**TEXTO:**
De acordo com o artigo 57.o do NPK, «[a]s medida de coação são aplicadas para evitar que o arguido fuja, cometa uma infração ou impeça a execução de uma condenação penal definitiva».

19.

O artigo 58.o do NPK menciona a prisão preventiva entre as medidas de coação.

20.

Nos termos do artigo 63.o do NPK, «será aplicada uma medida de prisão preventiva quando existam razões plausíveis para supor que o arguido cometeu uma infração punível com uma pena privativa de liberdade ou outra pena mais pesada e resulte das provas no processo que existe um risco real de que o arguido fuja ou cometa uma infração».

21.

De acordo com o artigo 65.o, n.o 4, do NPK, a qualquer momento, durante o processo pré‑contencioso, o arguido pode requerer o reexame da medida de coação de prisão preventiva e «[o] tribunal verifica todas as circunstâncias relativas à legalidade da prisão preventiva […]».

III. Litígio no processo principal e questões prejudiciais

22.

**ENTRADAS FORNECIDAS:**
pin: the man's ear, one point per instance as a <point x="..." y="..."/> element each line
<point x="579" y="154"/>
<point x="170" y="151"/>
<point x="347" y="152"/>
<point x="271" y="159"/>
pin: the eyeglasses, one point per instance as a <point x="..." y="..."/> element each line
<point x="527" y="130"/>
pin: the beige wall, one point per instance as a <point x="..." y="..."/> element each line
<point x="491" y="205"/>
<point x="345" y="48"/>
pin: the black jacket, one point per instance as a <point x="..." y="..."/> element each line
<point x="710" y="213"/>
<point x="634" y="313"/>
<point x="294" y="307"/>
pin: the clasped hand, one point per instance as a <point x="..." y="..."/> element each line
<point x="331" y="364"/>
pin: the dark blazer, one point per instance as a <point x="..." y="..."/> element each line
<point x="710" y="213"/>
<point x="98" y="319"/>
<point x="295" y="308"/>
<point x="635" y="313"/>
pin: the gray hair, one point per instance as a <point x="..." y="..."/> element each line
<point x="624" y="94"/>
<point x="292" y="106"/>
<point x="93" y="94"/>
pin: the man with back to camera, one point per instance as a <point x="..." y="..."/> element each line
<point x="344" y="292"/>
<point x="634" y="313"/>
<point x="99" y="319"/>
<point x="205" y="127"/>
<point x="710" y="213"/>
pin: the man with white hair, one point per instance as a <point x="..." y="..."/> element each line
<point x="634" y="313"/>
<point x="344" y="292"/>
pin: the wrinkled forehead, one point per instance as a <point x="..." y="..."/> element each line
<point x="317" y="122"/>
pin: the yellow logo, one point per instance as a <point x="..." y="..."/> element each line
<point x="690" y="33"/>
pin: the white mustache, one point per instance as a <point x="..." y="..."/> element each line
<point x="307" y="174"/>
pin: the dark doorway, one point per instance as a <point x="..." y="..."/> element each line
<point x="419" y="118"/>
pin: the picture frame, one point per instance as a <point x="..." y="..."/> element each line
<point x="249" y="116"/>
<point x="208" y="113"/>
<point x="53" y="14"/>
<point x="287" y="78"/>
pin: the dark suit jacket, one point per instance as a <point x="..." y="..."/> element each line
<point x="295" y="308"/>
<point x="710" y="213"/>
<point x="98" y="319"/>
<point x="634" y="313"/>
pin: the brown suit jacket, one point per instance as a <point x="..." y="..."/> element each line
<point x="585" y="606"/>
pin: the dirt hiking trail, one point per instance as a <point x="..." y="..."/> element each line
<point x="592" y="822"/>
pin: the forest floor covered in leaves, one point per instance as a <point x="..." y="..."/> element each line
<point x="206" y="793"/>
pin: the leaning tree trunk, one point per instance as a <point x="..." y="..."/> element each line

**REQUISITO A:**
Duplique, a partir do excerto sobre medidas de coação, o trecho que vai de "De acordo com o artigo 57.o" até "medidas de coação.".
**REQUISITO B:**
Segundo o excerto sobre medidas de coação, que medida de coação o artigo 58.o do NPK menciona?
**REQUISITO C:**
Prossiga a redação do excerto sobre medidas de coação a partir do ponto em que termina.

**RESPOSTA ESCRITA A:**
De acordo com o artigo 57.o do NPK, «[a]s medida de coação são aplicadas para evitar que o arguido fuja, cometa uma infração ou impeça a execução de uma condenação penal definitiva».

19.

O artigo 58.o do NPK menciona a prisão preventiva entre as medidas de coação.

**RESPOSTA ESCRITA B:**
A prisão preventiva.

**RESPOSTA ESCRITA C:**
E. Milev foi suspeito de um roubo à mão armada num estabelecimento da cadeia de supermercadaos «Billa» que ocorreu em de 30 de dezembro de 2008 em Sófia (Bulgária). No entanto, não tendo o inquérito permitido recolher elementos de prova contra si, não foi acusado. Em 31 de julho de 2009, este inquérito foi suspenso, sem que qualquer suspeito tenha sido identificado e qualquer pessoa tenha sido acusada.

23.

Entretanto, foram abertos dois outros processos penais ( 3 ) contra E. Milev. No âmbito do primeiro destes dois processos, um órgão jurisdicional búlgaro recusou colocar E. Milev em prisão preventiva, por considerar que os depoimentos da testemunha principal BP não eram credíveis. Não foi ainda proferida qualquer decisão jurisdicional sobre o mérito do referido processo.

24.

No âmbito do segundo processo, E. Milev ficou em prisão preventiva de 24 de novembro de 2013 a 9 de janeiro de 2018, data em que foi absolvido de todas as acusações contra si. O órgão jurisdicional em causa fundamentou, em especial, esta absolvição na constatação de que os depoimentos da testemunha BP não eram credíveis ( 4 ).

25.

Nos dois processos em causa, a testemunha BP fez vários depoimentos relativos às diferentes infrações penais em que E. Milev teria participado. Em nenhum desses depoimentos fez referência ao roubo à mão armada num estabelecimento em 30 de dezembro de 2008.

26.

Em 11 de janeiro de 2018, o processo relativo ao roubo à mão armada de 2008 foi reaberto.

27.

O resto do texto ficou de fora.